Point placement records
/---
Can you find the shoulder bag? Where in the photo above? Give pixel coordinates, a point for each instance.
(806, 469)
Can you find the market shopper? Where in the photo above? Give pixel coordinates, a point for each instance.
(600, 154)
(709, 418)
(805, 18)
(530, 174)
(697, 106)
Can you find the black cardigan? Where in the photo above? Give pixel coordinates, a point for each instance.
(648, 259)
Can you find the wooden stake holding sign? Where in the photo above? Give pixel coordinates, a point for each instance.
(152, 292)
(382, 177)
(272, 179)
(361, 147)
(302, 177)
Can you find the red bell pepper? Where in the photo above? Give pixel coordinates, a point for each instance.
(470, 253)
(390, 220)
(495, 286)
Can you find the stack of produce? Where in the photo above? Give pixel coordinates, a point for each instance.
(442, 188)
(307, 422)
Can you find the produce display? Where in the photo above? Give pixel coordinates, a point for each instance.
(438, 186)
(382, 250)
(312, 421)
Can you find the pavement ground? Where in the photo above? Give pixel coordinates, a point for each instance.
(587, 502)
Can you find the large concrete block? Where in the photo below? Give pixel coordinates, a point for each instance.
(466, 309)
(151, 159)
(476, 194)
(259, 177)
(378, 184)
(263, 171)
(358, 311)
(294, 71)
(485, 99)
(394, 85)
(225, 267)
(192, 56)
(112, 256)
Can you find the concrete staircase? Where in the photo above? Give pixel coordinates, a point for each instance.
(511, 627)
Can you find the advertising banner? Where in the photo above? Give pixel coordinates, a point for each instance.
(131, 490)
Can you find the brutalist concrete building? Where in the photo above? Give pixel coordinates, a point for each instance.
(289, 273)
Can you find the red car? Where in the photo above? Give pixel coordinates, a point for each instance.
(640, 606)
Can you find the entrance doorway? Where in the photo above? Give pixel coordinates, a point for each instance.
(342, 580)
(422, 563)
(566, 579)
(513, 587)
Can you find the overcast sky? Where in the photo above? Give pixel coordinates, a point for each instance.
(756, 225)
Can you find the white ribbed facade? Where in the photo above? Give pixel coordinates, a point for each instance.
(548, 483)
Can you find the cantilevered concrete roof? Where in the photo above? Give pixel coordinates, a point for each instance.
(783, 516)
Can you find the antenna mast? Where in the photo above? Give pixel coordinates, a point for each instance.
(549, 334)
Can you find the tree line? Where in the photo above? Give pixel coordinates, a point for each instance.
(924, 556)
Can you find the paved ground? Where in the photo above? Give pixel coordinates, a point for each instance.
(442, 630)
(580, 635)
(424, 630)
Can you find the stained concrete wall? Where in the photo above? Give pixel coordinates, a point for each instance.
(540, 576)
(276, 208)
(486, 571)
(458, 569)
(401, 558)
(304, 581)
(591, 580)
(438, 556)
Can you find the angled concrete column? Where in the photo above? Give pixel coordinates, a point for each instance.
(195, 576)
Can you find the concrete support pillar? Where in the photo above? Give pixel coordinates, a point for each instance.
\---
### To do
Copy the records from the line containing "Can you find the angled" through the end of the records, keeping every request line as is and multiplying each coordinate in the answers by 0.6, rounded to the nearest whole number with halves rounded up.

### Solution below
Can you find the angled concrete column? Where in the photo above? Give pixel coordinates, a point for each instance.
(117, 346)
Can you find the concrete support pillar? Where in the photo above? Give pixel coordinates, a point for each instance.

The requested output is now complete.